(Exercise instructions):
Copy out every one of the records below word for word, but leave the pictures out.

(Records for this exercise):
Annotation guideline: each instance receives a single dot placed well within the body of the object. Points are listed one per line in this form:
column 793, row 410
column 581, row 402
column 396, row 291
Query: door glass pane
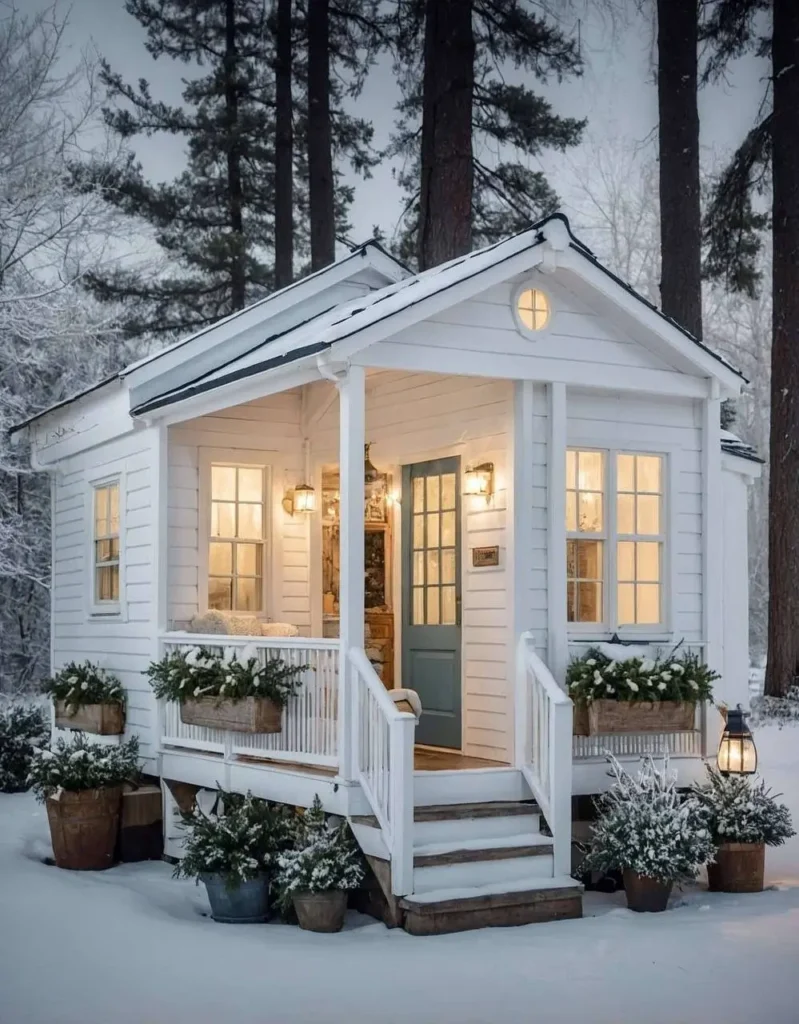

(Exercise response):
Annotation guideline: each instance receives a single dot placed well within the body of the object. Points are listed one per line in this form:
column 793, row 410
column 581, row 402
column 396, row 291
Query: door glass pane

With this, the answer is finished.